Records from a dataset
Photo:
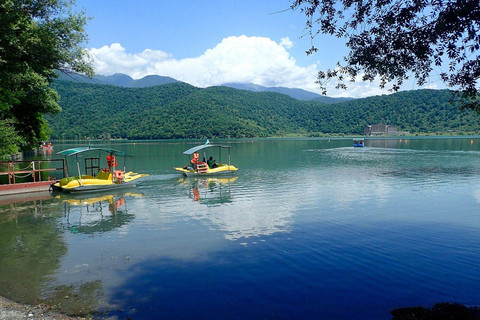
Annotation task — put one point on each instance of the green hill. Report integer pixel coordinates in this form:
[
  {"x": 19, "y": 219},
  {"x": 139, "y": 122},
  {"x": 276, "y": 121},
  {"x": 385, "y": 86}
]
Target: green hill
[{"x": 179, "y": 110}]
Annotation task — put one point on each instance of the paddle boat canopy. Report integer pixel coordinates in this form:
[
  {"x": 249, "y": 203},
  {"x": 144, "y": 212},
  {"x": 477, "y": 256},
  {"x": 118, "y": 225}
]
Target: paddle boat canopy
[
  {"x": 358, "y": 143},
  {"x": 99, "y": 179},
  {"x": 206, "y": 167}
]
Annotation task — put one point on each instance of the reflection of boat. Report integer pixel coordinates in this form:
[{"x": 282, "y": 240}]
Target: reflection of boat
[
  {"x": 47, "y": 146},
  {"x": 104, "y": 179},
  {"x": 209, "y": 190},
  {"x": 204, "y": 168},
  {"x": 358, "y": 143},
  {"x": 98, "y": 214}
]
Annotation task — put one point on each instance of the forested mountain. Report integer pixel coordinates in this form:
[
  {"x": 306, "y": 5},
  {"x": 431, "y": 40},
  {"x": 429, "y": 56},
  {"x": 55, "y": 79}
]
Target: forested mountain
[
  {"x": 292, "y": 92},
  {"x": 179, "y": 110},
  {"x": 123, "y": 80},
  {"x": 118, "y": 79}
]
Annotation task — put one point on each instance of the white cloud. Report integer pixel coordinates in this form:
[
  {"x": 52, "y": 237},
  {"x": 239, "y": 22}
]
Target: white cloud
[
  {"x": 242, "y": 59},
  {"x": 245, "y": 59},
  {"x": 286, "y": 43}
]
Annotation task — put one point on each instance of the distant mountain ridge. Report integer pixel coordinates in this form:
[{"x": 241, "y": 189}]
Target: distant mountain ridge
[
  {"x": 181, "y": 111},
  {"x": 123, "y": 80},
  {"x": 119, "y": 80},
  {"x": 299, "y": 94}
]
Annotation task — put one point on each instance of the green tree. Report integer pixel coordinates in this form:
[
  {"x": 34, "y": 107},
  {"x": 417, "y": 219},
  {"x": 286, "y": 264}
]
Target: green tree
[
  {"x": 37, "y": 37},
  {"x": 393, "y": 39}
]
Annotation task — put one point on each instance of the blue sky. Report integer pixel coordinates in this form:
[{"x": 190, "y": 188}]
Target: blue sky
[{"x": 208, "y": 43}]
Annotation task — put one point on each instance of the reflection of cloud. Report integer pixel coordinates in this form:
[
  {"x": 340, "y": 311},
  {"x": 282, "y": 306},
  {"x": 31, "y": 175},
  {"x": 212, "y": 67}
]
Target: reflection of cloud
[{"x": 257, "y": 214}]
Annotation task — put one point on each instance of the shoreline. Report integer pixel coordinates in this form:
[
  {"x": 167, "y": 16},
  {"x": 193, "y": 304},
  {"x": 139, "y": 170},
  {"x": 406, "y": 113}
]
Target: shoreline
[{"x": 11, "y": 310}]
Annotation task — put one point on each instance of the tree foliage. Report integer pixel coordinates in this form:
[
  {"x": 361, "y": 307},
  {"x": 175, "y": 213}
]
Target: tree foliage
[
  {"x": 392, "y": 39},
  {"x": 37, "y": 37}
]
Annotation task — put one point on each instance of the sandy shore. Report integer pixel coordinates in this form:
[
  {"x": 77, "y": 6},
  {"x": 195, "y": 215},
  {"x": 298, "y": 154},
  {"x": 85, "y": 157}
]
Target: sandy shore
[{"x": 10, "y": 310}]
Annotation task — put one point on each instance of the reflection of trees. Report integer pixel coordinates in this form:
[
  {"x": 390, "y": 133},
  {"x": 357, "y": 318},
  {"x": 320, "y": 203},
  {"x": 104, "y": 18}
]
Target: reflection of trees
[{"x": 31, "y": 249}]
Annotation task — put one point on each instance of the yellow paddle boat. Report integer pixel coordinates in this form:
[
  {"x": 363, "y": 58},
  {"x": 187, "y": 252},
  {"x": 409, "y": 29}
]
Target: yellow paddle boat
[
  {"x": 209, "y": 167},
  {"x": 99, "y": 179}
]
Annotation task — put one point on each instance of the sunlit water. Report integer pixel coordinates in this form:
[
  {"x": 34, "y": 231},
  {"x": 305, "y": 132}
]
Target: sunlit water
[{"x": 307, "y": 229}]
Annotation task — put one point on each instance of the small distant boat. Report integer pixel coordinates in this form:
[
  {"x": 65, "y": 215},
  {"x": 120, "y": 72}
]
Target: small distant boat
[
  {"x": 47, "y": 146},
  {"x": 358, "y": 143},
  {"x": 105, "y": 179},
  {"x": 207, "y": 167}
]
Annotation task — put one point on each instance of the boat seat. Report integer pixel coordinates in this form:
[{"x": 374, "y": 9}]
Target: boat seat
[
  {"x": 202, "y": 167},
  {"x": 104, "y": 175}
]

WHAT IS REQUIRED
Output every line of the records above without any change, leaving out the pictures.

THE OUTPUT
Photo:
Annotation task — put one point on each instance of the green hill. Report integer pixel coordinates in this form:
[
  {"x": 19, "y": 219},
  {"x": 139, "y": 122},
  {"x": 276, "y": 121},
  {"x": 385, "y": 86}
]
Target: green hill
[{"x": 179, "y": 110}]
Annotation task — put one point on each instance of the paddle boat canopy. Report integer pixel coordinates in this form:
[
  {"x": 249, "y": 203},
  {"x": 144, "y": 212},
  {"x": 477, "y": 256},
  {"x": 118, "y": 225}
]
Target: paddle boat canopy
[
  {"x": 358, "y": 143},
  {"x": 99, "y": 179},
  {"x": 206, "y": 167}
]
Annotation task — put one point on each instance of the reflection of boat. Report integer pixel coordinates in this form:
[{"x": 282, "y": 240}]
Target: reflection of boat
[
  {"x": 47, "y": 146},
  {"x": 104, "y": 179},
  {"x": 209, "y": 190},
  {"x": 204, "y": 168},
  {"x": 358, "y": 143},
  {"x": 98, "y": 214}
]
Annotation task — put one point on each instance of the forested mountain. Report integer pixel coordinates in this form:
[
  {"x": 306, "y": 5},
  {"x": 431, "y": 40},
  {"x": 429, "y": 56},
  {"x": 55, "y": 79}
]
Target: forested mountain
[
  {"x": 292, "y": 92},
  {"x": 179, "y": 110},
  {"x": 123, "y": 80},
  {"x": 118, "y": 79}
]
Annotation task — put one point on each instance of the white cloud. Report integer pixel coordinates in this form:
[
  {"x": 52, "y": 237},
  {"x": 239, "y": 22}
]
Target: white cloud
[
  {"x": 242, "y": 59},
  {"x": 245, "y": 59},
  {"x": 286, "y": 43}
]
Annotation task — put one point on each instance of the distant mountain ridge. Report integer pixel coordinates in this form:
[{"x": 241, "y": 189}]
Target: distant mountain ridge
[
  {"x": 181, "y": 111},
  {"x": 123, "y": 80},
  {"x": 119, "y": 80},
  {"x": 299, "y": 94}
]
Annotation task — put one point on each instance of the green tree. Report integer pixel coordinates in this form:
[
  {"x": 34, "y": 107},
  {"x": 417, "y": 219},
  {"x": 286, "y": 264}
]
Target: green tree
[
  {"x": 37, "y": 37},
  {"x": 393, "y": 39}
]
Annotation task — put one point on each instance of the blue sky. Report integer pixel coordinates in this form:
[{"x": 190, "y": 188}]
Target: blue sky
[{"x": 208, "y": 43}]
Annotation task — put one point on each instance of the reflection of cloud. Report integer pixel coordinates in this form:
[
  {"x": 340, "y": 311},
  {"x": 282, "y": 306},
  {"x": 31, "y": 175},
  {"x": 212, "y": 67}
]
Target: reflection of cloud
[{"x": 257, "y": 214}]
Annotation task — put one point on each instance of the shoreline. Report integer pixel coordinates in this form:
[
  {"x": 167, "y": 16},
  {"x": 193, "y": 304},
  {"x": 139, "y": 170},
  {"x": 406, "y": 113}
]
Target: shoreline
[{"x": 11, "y": 310}]
Annotation task — put one point on each instance of the tree foliage. Report integer pixel coordinates in this form:
[
  {"x": 361, "y": 307},
  {"x": 175, "y": 213}
]
Target: tree foliage
[
  {"x": 392, "y": 39},
  {"x": 37, "y": 37}
]
Annotation task — put one point on each instance of the sandy shore. Report integer pixel coordinates in this form:
[
  {"x": 77, "y": 6},
  {"x": 195, "y": 215},
  {"x": 298, "y": 154},
  {"x": 85, "y": 157}
]
Target: sandy shore
[{"x": 10, "y": 310}]
Annotation task — put one point on each instance of the reflection of trees. Report integer pixel coordinates in this form:
[
  {"x": 390, "y": 133},
  {"x": 357, "y": 318},
  {"x": 320, "y": 203},
  {"x": 104, "y": 18}
]
Target: reflection of trees
[{"x": 31, "y": 249}]
Annotation task — put one point on each instance of the yellow paddle boat. Report integer pixel coordinates in this form:
[
  {"x": 363, "y": 58},
  {"x": 187, "y": 252},
  {"x": 409, "y": 29}
]
Target: yellow paddle boat
[
  {"x": 209, "y": 167},
  {"x": 99, "y": 179}
]
Annotation task — put one point on each instance of the sunlit water. Report integer pixel coordinates in this form:
[
  {"x": 34, "y": 231},
  {"x": 305, "y": 132}
]
Target: sunlit water
[{"x": 307, "y": 229}]
Annotation task — put one point on each instance of the small distant boat. Report integer pixel coordinates in this form:
[
  {"x": 65, "y": 215},
  {"x": 120, "y": 72}
]
Target: small distant boat
[
  {"x": 47, "y": 146},
  {"x": 358, "y": 143},
  {"x": 105, "y": 179},
  {"x": 207, "y": 167}
]
Annotation task — put one point on each instance of the boat seat. Report integer pixel coordinates in this form:
[{"x": 374, "y": 9}]
Target: boat seat
[
  {"x": 202, "y": 167},
  {"x": 104, "y": 175}
]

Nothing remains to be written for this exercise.